§ Try it:
Keep to one stretch of the data below, the lines from the one with "Annotate the stone baluster" up to and including the one with "Target: stone baluster", and return that stretch exactly.

Stored items from a collection:

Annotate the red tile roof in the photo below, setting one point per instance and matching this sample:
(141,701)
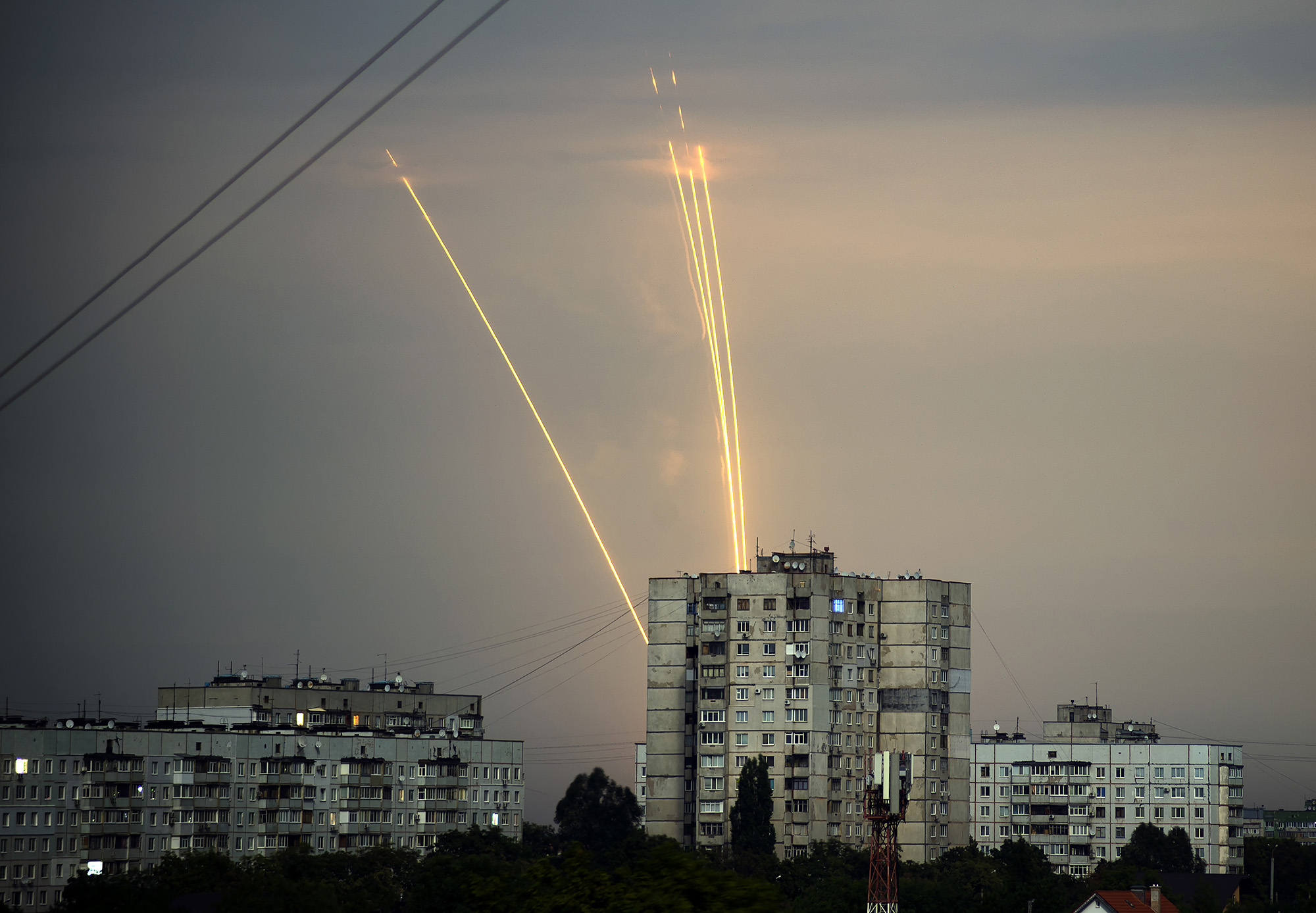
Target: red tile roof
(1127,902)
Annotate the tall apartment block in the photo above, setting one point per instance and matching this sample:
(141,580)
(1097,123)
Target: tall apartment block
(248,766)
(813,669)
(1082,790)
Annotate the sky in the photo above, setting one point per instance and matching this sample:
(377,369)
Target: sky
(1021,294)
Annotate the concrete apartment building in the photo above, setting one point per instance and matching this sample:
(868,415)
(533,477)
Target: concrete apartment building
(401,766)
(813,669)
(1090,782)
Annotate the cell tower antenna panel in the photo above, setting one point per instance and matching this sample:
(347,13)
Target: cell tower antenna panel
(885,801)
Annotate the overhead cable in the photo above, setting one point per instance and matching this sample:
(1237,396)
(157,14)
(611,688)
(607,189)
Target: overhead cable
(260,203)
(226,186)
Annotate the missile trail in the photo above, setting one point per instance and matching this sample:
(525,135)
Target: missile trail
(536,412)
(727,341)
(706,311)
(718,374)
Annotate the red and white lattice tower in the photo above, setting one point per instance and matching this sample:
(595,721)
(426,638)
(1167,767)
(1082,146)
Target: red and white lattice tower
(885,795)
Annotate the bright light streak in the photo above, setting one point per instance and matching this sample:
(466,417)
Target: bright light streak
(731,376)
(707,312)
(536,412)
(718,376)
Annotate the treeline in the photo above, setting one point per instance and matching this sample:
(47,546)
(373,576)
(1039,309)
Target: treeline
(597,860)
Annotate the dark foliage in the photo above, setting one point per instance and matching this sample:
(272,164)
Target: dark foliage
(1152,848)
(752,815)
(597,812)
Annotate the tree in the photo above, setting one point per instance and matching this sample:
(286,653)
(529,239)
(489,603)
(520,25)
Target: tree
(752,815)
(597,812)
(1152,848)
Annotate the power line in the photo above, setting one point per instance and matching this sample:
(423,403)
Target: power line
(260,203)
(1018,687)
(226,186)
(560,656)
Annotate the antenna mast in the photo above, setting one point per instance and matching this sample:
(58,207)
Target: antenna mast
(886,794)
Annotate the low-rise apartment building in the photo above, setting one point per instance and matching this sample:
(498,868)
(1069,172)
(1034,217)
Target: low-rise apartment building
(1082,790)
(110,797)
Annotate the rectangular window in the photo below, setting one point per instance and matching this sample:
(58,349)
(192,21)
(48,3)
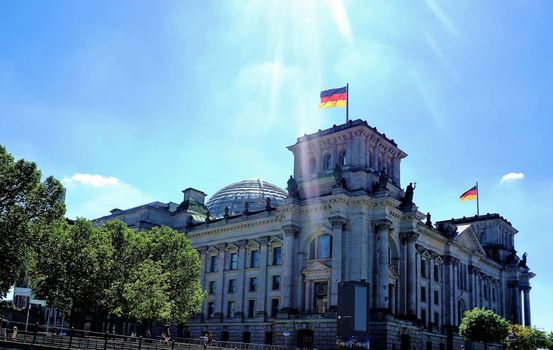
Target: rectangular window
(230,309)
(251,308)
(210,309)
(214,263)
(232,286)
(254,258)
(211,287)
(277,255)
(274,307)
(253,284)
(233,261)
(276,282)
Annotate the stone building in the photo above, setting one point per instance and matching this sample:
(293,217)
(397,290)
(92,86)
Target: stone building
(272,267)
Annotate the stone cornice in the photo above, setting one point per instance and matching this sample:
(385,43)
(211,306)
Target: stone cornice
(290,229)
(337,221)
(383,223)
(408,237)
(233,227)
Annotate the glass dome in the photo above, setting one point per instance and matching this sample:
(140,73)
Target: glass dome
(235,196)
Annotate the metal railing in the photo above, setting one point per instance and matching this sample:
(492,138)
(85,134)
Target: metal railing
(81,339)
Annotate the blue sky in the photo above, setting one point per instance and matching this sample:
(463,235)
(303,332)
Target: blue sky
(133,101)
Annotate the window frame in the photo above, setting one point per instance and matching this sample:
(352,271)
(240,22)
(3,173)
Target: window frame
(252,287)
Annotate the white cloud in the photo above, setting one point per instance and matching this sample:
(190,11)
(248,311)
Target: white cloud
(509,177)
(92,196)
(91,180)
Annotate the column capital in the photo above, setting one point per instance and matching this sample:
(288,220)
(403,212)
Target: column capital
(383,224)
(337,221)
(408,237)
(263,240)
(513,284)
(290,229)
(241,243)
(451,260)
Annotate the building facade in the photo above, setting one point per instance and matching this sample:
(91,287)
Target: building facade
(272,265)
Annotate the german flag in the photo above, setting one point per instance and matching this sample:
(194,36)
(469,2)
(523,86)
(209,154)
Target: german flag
==
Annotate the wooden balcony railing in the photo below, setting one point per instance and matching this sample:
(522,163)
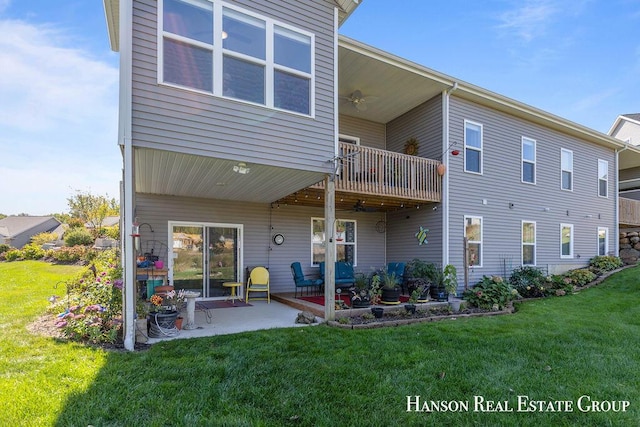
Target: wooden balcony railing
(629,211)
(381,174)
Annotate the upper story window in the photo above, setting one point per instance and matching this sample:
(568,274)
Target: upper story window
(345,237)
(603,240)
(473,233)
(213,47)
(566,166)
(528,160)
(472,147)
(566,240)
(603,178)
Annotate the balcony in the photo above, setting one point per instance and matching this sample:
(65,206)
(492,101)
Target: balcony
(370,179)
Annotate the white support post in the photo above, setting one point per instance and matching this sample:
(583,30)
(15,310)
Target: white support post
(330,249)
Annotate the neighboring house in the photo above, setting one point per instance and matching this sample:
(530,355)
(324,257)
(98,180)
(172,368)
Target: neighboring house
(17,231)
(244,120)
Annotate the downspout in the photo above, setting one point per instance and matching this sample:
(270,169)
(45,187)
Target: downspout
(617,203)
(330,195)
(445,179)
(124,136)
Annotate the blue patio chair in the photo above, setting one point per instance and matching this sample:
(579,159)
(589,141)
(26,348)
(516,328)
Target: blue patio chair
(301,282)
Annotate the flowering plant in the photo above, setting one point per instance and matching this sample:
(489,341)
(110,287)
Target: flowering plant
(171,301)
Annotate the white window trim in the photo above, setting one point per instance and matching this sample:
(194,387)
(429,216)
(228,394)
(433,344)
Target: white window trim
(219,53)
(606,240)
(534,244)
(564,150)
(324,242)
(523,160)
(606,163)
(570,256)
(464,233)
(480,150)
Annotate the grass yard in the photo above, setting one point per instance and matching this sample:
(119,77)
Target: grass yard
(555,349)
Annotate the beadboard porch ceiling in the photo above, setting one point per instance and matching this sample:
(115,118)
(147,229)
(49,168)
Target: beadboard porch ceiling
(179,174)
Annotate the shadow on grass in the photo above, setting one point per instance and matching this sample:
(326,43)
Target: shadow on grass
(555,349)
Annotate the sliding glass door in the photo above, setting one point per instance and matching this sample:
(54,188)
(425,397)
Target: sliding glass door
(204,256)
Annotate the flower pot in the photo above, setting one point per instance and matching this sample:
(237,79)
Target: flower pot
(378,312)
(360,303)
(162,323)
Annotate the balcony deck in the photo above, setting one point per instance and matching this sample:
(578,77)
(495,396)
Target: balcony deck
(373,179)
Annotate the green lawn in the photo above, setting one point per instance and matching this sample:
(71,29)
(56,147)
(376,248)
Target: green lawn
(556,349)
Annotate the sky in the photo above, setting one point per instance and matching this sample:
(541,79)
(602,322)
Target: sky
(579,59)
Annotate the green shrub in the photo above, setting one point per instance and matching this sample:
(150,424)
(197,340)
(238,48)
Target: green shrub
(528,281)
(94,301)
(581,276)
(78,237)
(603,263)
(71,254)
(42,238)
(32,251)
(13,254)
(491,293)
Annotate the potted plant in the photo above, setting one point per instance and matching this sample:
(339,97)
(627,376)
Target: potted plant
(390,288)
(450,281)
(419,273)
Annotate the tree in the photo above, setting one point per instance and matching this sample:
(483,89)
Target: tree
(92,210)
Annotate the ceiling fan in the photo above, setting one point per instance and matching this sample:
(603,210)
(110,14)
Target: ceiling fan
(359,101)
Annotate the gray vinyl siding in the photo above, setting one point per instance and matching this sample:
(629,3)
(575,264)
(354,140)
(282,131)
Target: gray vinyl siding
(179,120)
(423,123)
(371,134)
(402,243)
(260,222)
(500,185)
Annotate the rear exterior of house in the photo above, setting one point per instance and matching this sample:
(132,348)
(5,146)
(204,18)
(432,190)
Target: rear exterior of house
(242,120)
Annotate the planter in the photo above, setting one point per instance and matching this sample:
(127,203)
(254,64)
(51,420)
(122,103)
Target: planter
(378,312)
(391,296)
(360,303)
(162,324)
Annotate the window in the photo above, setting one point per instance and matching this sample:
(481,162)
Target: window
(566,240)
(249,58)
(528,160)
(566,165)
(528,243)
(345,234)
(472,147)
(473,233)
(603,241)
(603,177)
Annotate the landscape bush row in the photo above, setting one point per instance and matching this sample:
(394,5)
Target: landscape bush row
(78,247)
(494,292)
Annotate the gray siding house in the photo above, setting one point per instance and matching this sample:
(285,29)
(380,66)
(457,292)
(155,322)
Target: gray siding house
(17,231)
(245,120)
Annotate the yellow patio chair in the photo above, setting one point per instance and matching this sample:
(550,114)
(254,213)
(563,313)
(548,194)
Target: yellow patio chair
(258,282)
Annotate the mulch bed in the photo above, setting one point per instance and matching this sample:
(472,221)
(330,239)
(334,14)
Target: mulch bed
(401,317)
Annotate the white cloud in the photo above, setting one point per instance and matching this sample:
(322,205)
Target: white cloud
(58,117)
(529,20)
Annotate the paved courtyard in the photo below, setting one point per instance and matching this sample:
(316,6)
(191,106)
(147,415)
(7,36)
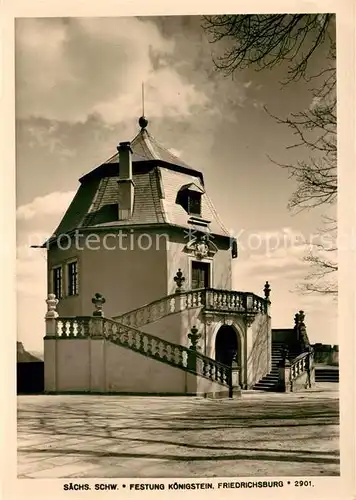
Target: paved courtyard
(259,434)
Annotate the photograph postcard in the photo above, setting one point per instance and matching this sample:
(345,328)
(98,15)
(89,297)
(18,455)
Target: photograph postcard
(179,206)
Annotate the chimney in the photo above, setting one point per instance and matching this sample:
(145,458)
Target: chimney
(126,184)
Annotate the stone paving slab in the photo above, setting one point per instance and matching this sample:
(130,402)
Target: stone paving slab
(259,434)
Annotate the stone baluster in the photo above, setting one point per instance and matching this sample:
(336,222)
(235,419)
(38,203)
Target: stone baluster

§ Exercise solution:
Annotate the stone baluster in the photo above, setting one point per instance and matching this sample:
(336,222)
(235,419)
(38,203)
Target: stone baluster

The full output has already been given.